もし多くの人と関わっても、話せなかったという結果に終わればそれは失敗経験で、マイナスになります。
行き当たりばったりで色々やるよりも、しっかり計画したことを少しずつ進めて行く方が効果があります。
園・学校との連携(支援会議の開催、個別の指導計画の作成、など)
【お勧め度】★★★★★
これも絶対に行った方がいいです。
子どものケースの相談では、ほぼ100%これをお勧めしています。
園や学校と連携せずに、カウンセリングルームの中だけで症状を改善させようとしても、上手くいかないことが多いです。
カウンセリングのときに話せるようになっても、園や学校で話せるようにならなければ治ったことになりません。
特別支援学級・通級による指導の利用
【お勧め度】★★★★☆
基本的に特別支援学級・通級による指導の利用は、使える場合は利用することをお勧めしています。どちらがよいかはケースバイケースです。詳細は別の記事で説明します。
症状が軽い場合など、特別支援学級・通級による指導の利用がなくても、担任の先生が積極的に協力してくれれば十分なこともあるので★4つにしました。
ただその場合でも、予防的な視点から特別支援学級・通級による指導の利用を検討するのはよいと考えています。
「話さなくてもいい環境」を整える
【お勧め度】☆☆☆☆☆~★★★★★
安心して学校生活が送れるようにするための配慮は大切です。
無理やり声を出させるような場面をつくってはいけません。
ですが、まったく「話さなくてもいい環境」になってしまうことで、かえって緘黙症状を長期化させてしまうというケースも少なくありません。
どんな支援や配慮が必要かは、緘黙症状の程度や本人の意思などによって変わってくるのです。
関連する内容をこちらの記事に書きました。
クラスの子に説明する
【お勧め度】☆☆☆☆☆~★★★★★
これを行うべきかどうかもケースバイケースです。
大切なのは、次の2点です。
・本人が説明してほしいと思っているか
・説明するとしたら何をどう説明するか
ただ「緘黙症状があります」「学校で話せません」と伝えるだけだと、周りの子は「話せない子」と認識してしまい、かえって緘黙症状を悪化させてしまうになります。
メリット・デメリットをよく考え、本人とも相談しながら、どう行うべきかを検討することをお勧めします。

*-*-*

設問:
(A) 緘黙の支援に関する文章について、次の問いに答えてください。
(i) 「特別支援学級・通級による指導の利用」のお勧め度は星いくつか。
(ii) カウンセリングのときに話せるようになっても、どこで話せるようにならなければ治ったことにならないか。
(iii) クラスの子に説明する際に大切だとされる2点は何か。
(B) 緘黙の支援に関する文章のうち、「無理やり声を出させるような場面をつくってはいけません。」から「大切なのは、次の2点です。」までを、両端の語句も含めてそのまま繰り返してください。
(C) 緘黙の支援に関する文章の続きを、最後の文の後から書き進めてください。
資料はこの作業には関係しません。

データ部:
*-*-*

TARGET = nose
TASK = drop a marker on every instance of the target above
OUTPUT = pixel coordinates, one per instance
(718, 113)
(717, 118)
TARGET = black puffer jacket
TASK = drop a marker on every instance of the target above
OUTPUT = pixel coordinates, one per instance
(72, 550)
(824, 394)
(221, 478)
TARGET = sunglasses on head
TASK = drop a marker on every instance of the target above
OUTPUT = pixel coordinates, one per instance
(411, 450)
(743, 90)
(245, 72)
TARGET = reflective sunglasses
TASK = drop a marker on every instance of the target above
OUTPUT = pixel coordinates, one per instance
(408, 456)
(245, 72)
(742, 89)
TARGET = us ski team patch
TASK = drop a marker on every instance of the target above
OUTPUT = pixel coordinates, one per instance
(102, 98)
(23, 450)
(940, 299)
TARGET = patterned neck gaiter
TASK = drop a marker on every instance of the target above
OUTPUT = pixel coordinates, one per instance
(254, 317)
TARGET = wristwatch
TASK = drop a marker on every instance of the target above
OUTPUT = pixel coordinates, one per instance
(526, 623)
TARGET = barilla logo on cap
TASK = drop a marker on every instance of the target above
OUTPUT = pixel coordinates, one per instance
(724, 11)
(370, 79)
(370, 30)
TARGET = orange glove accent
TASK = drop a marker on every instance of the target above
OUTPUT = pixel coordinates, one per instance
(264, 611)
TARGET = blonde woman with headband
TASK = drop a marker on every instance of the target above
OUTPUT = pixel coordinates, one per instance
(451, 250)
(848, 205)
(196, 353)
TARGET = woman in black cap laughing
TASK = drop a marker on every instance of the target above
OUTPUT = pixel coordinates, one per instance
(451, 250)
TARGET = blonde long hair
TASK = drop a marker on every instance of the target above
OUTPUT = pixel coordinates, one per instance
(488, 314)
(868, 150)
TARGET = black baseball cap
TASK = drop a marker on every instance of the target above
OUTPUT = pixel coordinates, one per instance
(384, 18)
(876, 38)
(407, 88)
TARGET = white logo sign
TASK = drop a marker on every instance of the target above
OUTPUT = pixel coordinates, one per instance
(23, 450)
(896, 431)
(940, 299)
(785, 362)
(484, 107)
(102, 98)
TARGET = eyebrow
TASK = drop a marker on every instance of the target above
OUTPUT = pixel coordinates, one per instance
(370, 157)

*-*-*

解答一覧:
(A)
(i) 星4つ(★★★★☆)
(ii) 園や学校
(iii) 本人が説明してほしいと思っているか、説明するとしたら何をどう説明するか

(B)
無理やり声を出させるような場面をつくってはいけません。
ですが、まったく「話さなくてもいい環境」になってしまうことで、かえって緘黙症状を長期化させてしまうというケースも少なくありません。
どんな支援や配慮が必要かは、緘黙症状の程度や本人の意思などによって変わってくるのです。
関連する内容をこちらの記事に書きました。
クラスの子に説明する
【お勧め度】☆☆☆☆☆~★★★★★
これを行うべきかどうかもケースバイケースです。
大切なのは、次の2点です。

(C)
自治体の相談機関の利用
【お勧め度】★★★★☆
自治体の教育相談機関とは、「発達相談センター」や、教育委員会が設置している「教育相談室」や「教育支援センター」、などのことです。どのような機関があるかは地域によって様々です。
こういった公的な相談機関につながっておくことをお勧めする理由は、「学校との連携がしやすくなるため」です。特に教育委員会が設置している機関は、学校との連携が取りやすくなるためお勧めすることが多いです。
しっかりとした知識のある専門職が所属している場合は、適切な助言が得られたり、効果のあるカウンセリングが受けられることもあります。
ただし主眼はあくまで「学校との連携」にあります。自治体の相談機関だけで緘黙症状の改善ができるわけではないので、★4つとしました。
医療機関の受診
【お勧め度】★★★★☆
よく「医療機関を受診した方がいいですか?」と聞かれますが、基本的にはお勧めしています。
理由は色々ですが、医療機関を受診することで得られるメリットがいくつかあるからです。
・診断書の発行など根拠となる書類や情報の取得
・対応の必要性の分かりやすいアピールとなる(=学校での支援や配慮が得られやすい) など
・直接的な治療効果(投薬やカウンセリング)
星が1つ少ないのは、「直接的な治療効果」はあまり期待できないケースもあるからです。
場面緘黙の症状の改善は、病院ではなく学校で行うものだと考えています。医師と話せたり、カウンセラーと話せたりしても、学校での緘黙症状は依然として治らないというケースは少なくありません。
ですので医療機関と学校との連携が大切です。
関連する内容をこちらの記事に書きました。
放課後等デイサービスの利用
【お勧め度】★★☆☆☆
「学校では話せないけど、放課後等デイサービスでは話せる」というケースも少なくありません。また「学校は嫌いだけど、放デイは楽しくかよっている」というケースもあります。
そういう意味では、放課後等デイサービスの利用はプラスになることはあります。
ただし重要な点は、「放デイで話せる」ことが「学校で話せる」ことに結びつくかです。
いくら方デイが楽しくても、「学校で話せる」ことにつながらなければ、緘黙症状改善のための効果は高いとは言えません。
放課後等デイサービスに通うよりも友だちと遊ぶ方が、症状改善の近道になることは多いです。
もし放課後等デイサービスに場面緘黙に詳しいスタッフの方がいて、学校と連携して対応ができるようならお勧め度は★4です。その場合はしっかりと計画を立てて、練習に取り組んでいきましょう。
効果の不明確な「箱庭療法」「芸術療法」「アニマルセラピー」
【お勧め度】☆☆☆☆☆
「箱庭療法をずっとやってるけど、これで場面緘黙が治るの?」という思いが少しでも頭をよぎったら、目的と期待される効果をセラピストに確認することをお勧めします。
その治療方法から、どのような道筋をたどって、どのようなロジックで緘黙症状の改善に至るのか。
そしてそれは緘黙症状改善のための最短の方法なのか。納得できる答えが返ってこなければ、今すぐ他の専門家に相談することをお勧めします。
もちろん、効果があって最適な方法なら、★5ということもあり得ます。
大切なのは「その方法で治るのか」ではないでしょうか。
ただ遊んでいるだけの「プレイセラピー」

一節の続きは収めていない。